### [EXERCISE REQUIREMENTS]
1. In the coordinate geometry thread below, what value does Coach give for the y-coordinate of the midpoint?
2. Translate this sentence from the coordinate geometry thread below into Spanish: "Then, let H be the intersection of the two lines."
3. Carry on the coordinate geometry thread below, starting right after its last line.

### [SOURCE PASSAGE]
+ + + + +
Coordinate geometry

• Mar 16th 2008, 10:08 AM
Coach
Coordinate geometry
Dear forum members,

Find all possible values of a and b given that y=ax+14 is the perpendicular bisector of the line joining (1,2) to(b,6) .

I have tried everything(except for the right method of course), but I always end up with something illogical.

Thank you in advance!
• Mar 16th 2008, 10:18 AM
Moo
Hello,

First of all, find the equation of the line between A(1,2) and B(b,6) (by solving y=mx+n)

Then, let H be the intersection of the two lines.

H is the middle of [AB]. This may give you a relation between a and b.

For the second one, you can take a random point C on y=ax+14 (in function of a) and say that CA=CB
• Mar 16th 2008, 10:31 AM
Coach
Thank you, Moo, for answering to my post again.

I found the coordinates of the midpoint

X=(1+b)/2 and Y= 4

the equation for line which passes through points (1,2) and (b,6) is

$\displaystyle Y= \frac{4}{b-1}x-(\frac{4}{b-1}+\frac{2b-2}{b-1})$

then wouldn't $\displaystyle a$be the inverse negative number of the gradient of the first equation?

I have tried plugging x and y in the equation of the first line and then solving for b, but I have never gotten a logical answer.
• Mar 16th 2008, 10:39 AM
Moo
Perfect for the midpoint

For the equation of the line, i find something else :

n=2-m=2-4/(b-1)

$\displaystyle Y=\frac{4}{b-1} x + (\frac{2b-2}{b-1} - \frac{4}{b-1})$

Then, take the point at random of abscissa (b-1) (so that it will simplify for its y). This point is at equal distance of A and B.

Can you continue the exercise ? It's apparently not sufficient, but i come back in 30 minutes ;)

You could also act with direction vectors, but i don't know if you've studied it...
• Mar 16th 2008, 10:47 AM
Coach
Quote:

Originally Posted by Moo
Perfect for the midpoint

For the equation of the line, i find something else :

n=2-m=2-4/(b-1)

$\displaystyle Y=\frac{4}{b-1} x + (\frac{2b-2}{b-1} - \frac{4}{b-1})$

Then, take the point at random of abscissa (b-1) (so that it will simplify for its y). This point is at equal distance of A and B.

Can you continue the exercise ? It's apparently not sufficient, but i come back in 30 minutes ;)

You could also act with direction vectors, but i don't know if you've studied it...
+ + + + +
### [INFORMATION PROVIDED]
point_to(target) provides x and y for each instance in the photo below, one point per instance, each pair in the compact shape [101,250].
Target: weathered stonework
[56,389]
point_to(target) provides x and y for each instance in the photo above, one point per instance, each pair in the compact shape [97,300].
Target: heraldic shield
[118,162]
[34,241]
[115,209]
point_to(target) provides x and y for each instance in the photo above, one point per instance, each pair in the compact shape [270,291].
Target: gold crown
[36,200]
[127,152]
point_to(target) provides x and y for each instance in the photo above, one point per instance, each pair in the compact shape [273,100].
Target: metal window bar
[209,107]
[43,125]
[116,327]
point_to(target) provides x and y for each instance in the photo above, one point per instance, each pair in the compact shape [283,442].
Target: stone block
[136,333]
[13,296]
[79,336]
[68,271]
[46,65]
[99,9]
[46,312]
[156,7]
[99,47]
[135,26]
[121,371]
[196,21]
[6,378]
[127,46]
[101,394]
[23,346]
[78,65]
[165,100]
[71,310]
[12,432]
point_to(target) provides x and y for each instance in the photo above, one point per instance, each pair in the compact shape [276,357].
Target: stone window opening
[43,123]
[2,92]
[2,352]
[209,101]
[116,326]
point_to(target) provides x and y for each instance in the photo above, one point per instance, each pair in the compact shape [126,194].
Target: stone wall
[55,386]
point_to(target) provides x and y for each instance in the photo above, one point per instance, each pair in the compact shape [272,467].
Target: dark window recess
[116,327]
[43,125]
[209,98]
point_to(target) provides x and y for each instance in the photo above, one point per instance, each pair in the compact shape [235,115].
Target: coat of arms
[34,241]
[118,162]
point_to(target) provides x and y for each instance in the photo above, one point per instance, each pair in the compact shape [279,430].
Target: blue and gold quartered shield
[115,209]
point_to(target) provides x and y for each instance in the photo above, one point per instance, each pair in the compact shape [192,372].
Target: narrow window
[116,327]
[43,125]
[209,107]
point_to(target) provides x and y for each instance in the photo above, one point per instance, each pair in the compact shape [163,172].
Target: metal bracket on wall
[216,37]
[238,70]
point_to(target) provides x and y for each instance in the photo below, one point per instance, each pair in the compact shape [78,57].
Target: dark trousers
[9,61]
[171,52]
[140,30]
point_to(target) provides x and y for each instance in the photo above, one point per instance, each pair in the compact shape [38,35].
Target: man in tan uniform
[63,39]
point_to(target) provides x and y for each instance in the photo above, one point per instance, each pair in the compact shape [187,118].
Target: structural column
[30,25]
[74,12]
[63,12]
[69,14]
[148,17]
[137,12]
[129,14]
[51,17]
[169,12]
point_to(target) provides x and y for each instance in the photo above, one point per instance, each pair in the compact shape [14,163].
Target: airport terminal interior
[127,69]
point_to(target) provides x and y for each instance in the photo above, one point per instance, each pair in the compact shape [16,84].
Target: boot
+ + + + +
### [ANSWER LIST]
1. 4

2. Luego, sea H la intersección de las dos rectas.

3.
Thank you Moo for replying. But can you tell me why I just can't plug the coordinates of the midpoint into that equation, so 4=\frac{4}{b-1} *\frac{1+b}{2}+ (\frac{2b-2}{b-1} - \frac{4}{b-1})

I mean the coordinates of the midpoint have to satisfy the equation of a line, or am I totally wrong?

And I have never studied direction vectors, so I have no idea what they are.
• Mar 16th 2008, 11:01 AM
Moo
Well, with my formula (which is a bit different from yours), i find it exact. When you factorised the - sign, you made a little mistake. Your idea of verifying is very good ;)
• Mar 16th 2008, 11:05 AM
Coach
Quote:

Originally Posted by Moo
Well, with my formula (which is a bit different from yours), i find it exact. When you factorised the - sign, you made a little mistake. Your idea of verifying is very good ;)

Thank you, and feel very stupid for saying this, I still don't get how to do it?

what did you get for your answer. According to my book the answers should be a=-2, b=9 or a= 5/2 and b=-9

Thank you so much for giving up your time to help me.
• Mar 16th 2008, 11:09 AM
Moo
I'm here to help :-)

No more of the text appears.